■ Short task ■
Could you print all the entries exactly?

■ Location annotation dataset excerpts ■
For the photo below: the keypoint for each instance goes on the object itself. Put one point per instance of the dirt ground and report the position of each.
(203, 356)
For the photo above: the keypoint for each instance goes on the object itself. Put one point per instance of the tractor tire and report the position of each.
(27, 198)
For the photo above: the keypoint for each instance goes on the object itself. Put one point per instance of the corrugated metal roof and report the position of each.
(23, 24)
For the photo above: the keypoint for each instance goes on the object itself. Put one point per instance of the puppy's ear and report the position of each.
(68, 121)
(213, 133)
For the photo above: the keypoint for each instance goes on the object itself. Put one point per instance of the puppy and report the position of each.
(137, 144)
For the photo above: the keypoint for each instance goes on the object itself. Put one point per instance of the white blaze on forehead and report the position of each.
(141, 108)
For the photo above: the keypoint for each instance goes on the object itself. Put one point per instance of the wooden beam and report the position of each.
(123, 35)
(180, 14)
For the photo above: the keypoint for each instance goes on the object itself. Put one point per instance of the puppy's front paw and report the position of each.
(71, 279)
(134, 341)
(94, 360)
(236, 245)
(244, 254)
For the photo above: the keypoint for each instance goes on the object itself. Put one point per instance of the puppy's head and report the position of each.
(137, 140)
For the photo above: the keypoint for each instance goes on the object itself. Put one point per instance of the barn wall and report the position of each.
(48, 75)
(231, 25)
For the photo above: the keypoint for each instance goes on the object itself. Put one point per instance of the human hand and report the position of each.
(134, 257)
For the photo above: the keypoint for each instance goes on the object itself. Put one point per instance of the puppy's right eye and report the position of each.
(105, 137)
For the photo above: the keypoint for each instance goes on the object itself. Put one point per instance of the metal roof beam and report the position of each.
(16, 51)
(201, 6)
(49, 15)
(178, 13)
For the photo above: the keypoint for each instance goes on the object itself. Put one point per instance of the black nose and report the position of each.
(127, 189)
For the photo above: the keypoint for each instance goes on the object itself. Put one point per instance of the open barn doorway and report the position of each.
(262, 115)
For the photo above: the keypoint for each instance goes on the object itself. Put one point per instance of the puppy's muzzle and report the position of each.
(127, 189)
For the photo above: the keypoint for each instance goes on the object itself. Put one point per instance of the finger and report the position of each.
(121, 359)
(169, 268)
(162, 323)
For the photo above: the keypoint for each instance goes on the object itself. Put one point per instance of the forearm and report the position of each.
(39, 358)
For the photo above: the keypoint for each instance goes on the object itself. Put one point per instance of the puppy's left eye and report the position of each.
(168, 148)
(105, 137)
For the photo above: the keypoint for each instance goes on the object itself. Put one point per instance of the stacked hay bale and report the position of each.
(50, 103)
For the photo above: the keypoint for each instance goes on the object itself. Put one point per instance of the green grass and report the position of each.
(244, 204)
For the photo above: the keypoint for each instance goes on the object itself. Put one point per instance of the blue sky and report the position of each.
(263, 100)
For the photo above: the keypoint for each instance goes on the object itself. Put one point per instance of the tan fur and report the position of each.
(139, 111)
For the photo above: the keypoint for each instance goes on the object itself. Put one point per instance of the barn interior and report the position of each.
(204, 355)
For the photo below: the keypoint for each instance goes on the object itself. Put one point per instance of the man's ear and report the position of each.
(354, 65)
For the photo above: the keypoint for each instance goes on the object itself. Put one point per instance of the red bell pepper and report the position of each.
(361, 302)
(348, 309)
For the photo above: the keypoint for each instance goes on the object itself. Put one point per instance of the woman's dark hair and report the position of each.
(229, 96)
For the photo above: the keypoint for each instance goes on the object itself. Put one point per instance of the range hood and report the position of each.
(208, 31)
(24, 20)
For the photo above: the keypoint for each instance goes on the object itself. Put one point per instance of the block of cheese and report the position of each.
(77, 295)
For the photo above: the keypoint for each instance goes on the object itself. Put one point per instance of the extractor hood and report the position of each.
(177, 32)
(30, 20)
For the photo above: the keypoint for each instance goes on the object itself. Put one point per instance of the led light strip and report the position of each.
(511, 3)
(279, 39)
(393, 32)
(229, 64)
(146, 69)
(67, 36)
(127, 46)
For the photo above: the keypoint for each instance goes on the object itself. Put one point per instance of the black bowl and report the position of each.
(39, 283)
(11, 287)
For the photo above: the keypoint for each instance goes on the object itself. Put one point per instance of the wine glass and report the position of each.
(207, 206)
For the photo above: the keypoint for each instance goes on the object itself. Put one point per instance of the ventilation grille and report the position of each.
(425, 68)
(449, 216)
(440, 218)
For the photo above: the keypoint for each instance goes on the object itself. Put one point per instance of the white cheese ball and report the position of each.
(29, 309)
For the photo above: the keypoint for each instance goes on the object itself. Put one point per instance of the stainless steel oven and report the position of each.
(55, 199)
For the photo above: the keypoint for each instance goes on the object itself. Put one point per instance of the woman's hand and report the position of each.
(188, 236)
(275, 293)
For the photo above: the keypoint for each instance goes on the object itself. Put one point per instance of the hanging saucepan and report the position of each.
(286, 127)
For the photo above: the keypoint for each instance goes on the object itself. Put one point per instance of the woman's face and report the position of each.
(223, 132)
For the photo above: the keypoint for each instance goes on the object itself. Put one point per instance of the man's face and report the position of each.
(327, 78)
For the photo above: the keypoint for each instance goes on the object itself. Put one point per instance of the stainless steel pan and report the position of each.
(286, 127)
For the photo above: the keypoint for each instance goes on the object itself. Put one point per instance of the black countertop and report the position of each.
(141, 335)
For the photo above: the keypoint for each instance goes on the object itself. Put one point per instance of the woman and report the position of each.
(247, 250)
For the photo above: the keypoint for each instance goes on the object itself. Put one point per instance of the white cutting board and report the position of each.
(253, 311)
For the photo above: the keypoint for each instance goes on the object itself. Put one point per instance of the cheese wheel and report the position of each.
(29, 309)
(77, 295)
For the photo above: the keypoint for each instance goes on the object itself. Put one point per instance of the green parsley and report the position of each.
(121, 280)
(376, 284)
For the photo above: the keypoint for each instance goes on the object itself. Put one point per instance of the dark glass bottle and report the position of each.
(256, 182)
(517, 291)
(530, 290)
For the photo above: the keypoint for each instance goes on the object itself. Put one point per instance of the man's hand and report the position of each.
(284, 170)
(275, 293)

■ Solution to this problem ■
For the photo below: the keypoint for each instance goes on the object itself. Put one point per instance of the dirt ground and report the position of each.
(203, 356)
For the photo above: the keypoint for each instance goes on the object itself. Put one point per instance of the tractor tire and report the position of each.
(27, 198)
For the photo above: the keypoint for each instance goes on the object itself. Put one point per instance of the corrugated metal roof and report the position of each.
(23, 24)
For the photo above: the keypoint for each instance goes on the object itself. Put one point per instance of the puppy's ear and report the position of each.
(68, 121)
(213, 133)
For the photo above: the keypoint for each instance goes on the object itself. Put one point per instance of the puppy and report the position of each.
(137, 144)
For the photo above: the keypoint for each instance goes on the object itself. Put one point per instance of the white blaze on forehead and report the position of each.
(141, 108)
For the photo above: the keypoint for each instance goes on the object itself. Put one point per instance of the wooden beam and report the position of each.
(123, 35)
(180, 14)
For the photo above: the keypoint for each instance goes on the object itself. Put one point per instance of the puppy's front paw and report the position of each.
(71, 279)
(134, 341)
(94, 360)
(236, 245)
(244, 254)
For the photo above: the keypoint for each instance goes on the object itself. Put one point per instance of the puppy's head and report the position of each.
(137, 140)
For the photo above: the keypoint for each instance goes on the object itself. Put one point per instance of the barn wall and report the position of each.
(48, 75)
(231, 25)
For the photo above: the keypoint for each instance goes on the object itself. Put one point per instance of the human hand and report the position of each.
(134, 257)
For the photo above: the keypoint for each instance goes on the object itself. Put one point per instance of the puppy's right eye and report the position of each.
(105, 137)
For the photo above: the keypoint for each instance goes on the object itself. Put one point per instance of the metal roof beam and report the position of each.
(16, 51)
(201, 6)
(49, 15)
(178, 13)
For the photo above: the keypoint for each instance goes on the object itself. Put one point per instance of the black nose and report the position of each.
(127, 189)
For the photo above: the keypoint for each instance goes on the object itself. Put one point per instance of the open barn doorway and report the position of each.
(262, 115)
For the photo above: the keypoint for each instance goes on the object itself. Put one point per instance of the puppy's muzzle and report the position of each.
(127, 189)
For the photo above: the keypoint for each instance goes on the object itself. Put one point per instance of the finger and report the position of each.
(121, 359)
(169, 268)
(162, 323)
For the photo above: the keypoint for each instance goes on the object itself. Put one point per instance of the forearm and report the position of each.
(39, 358)
For the photo above: the keypoint for each instance goes on the object itself. Put one point per instance of the puppy's left eye and report the position of each.
(168, 148)
(105, 137)
For the photo above: the keypoint for each instance goes on the object itself. Put one point per instance of the stacked hay bale and report the position of each.
(50, 103)
For the photo above: the keypoint for each instance goes on the object itself. Put one point per instance of the green grass and report the position of each.
(244, 204)
For the photo above: the keypoint for each instance goes on the object itself. Put one point per instance of the blue sky and report the position of each.
(263, 100)
For the photo above: the keypoint for each instance goes on the object itself. Put one point per instance of the tan fur and report the position of each.
(139, 111)
For the photo above: the keypoint for each instance goes on the object itself. Put one point per instance of the barn interior and report the position of each.
(204, 355)
For the photo below: the keypoint for each instance goes on the object itself. Put one point per instance of the man's ear and report the position of each.
(354, 65)
For the photo above: the keypoint for each instance goes on the object itself. Put one point per instance of the red bell pepper and report the position of each.
(361, 302)
(348, 309)
For the photo above: the keypoint for each instance goes on the object itself. Put one point per instance of the woman's dark hair and report the position of each.
(229, 96)
For the photo above: the keypoint for each instance goes on the object itself. Put one point per instance of the range hood and report the position of each.
(208, 31)
(24, 20)
For the photo above: the keypoint for each instance goes on the object itself. Put one point per instance of the block of cheese and report the position of each.
(77, 295)
For the photo above: the keypoint for each instance goes on the object itself. Put one point per instance of the extractor hood and report the position of each.
(177, 32)
(30, 20)
For the photo above: the keypoint for each instance goes on the object itself. Put one point per instance of the led light strip and report the position of each.
(511, 3)
(279, 39)
(393, 32)
(229, 64)
(146, 69)
(67, 36)
(127, 46)
For the photo above: the keypoint for each instance goes on the object itself. Put one point per instance of the black bowl and report the position of each.
(39, 283)
(11, 287)
For the photo above: the keypoint for each instance goes on the object itself. Put one point per instance of the wine glass and report the position of each.
(207, 206)
For the photo above: the keypoint for each instance goes on the object itself. Put one point per instance of the ventilation grille and report the position of each.
(425, 68)
(449, 216)
(440, 218)
For the photo above: the keypoint for each instance goes on the object itself. Put one point per instance of the white cheese ball and report the position of each.
(29, 309)
For the photo above: the keypoint for each instance goes on the object itself. Put one point per instance of the stainless steel oven and report the position of each.
(55, 199)
For the photo above: the keypoint for each instance goes on the object itself. Put one point per instance of the woman's hand and report the position of each.
(188, 236)
(275, 293)
For the photo above: the keypoint for each instance goes on the object itself. Put one point per instance of the hanging saucepan and report the position of each.
(286, 127)
For the photo above: the keypoint for each instance goes on the object itself. Put one point per instance of the woman's face and report the position of each.
(223, 132)
For the photo above: the keypoint for each instance goes on the object itself. Put one point per instance of the man's face and report the position of each.
(327, 78)
For the photo above: the keypoint for each instance goes on the object itself. Put one point per instance of the stainless steel pan and report the position of each.
(286, 127)
For the photo above: the keypoint for each instance goes on the object itself. Put one point per instance of the black countertop and report the position of each.
(141, 335)
For the photo above: the keypoint for each instance goes on the object itself. Put one point per instance of the woman and report the position of each.
(247, 250)
For the photo above: the keypoint for each instance goes on the object itself. Put one point per instance of the white cutting board and report the position of each.
(253, 311)
For the photo above: the keypoint for each instance goes on the object itself. Put one point per instance of the cheese wheel and report the position of each.
(29, 309)
(77, 295)
For the photo above: the keypoint for each instance goes on the object itself. Put one point per instance of the green parsley and report the position of each.
(121, 280)
(376, 284)
For the photo above: the keypoint for each instance goes on the object itself. Put one point per instance of the dark glass bottle and report the position of each.
(256, 182)
(517, 291)
(530, 290)
For the photo above: the keypoint for each instance goes on the object itself. Put one point per instance of the man's hand and report the position of each.
(284, 170)
(275, 293)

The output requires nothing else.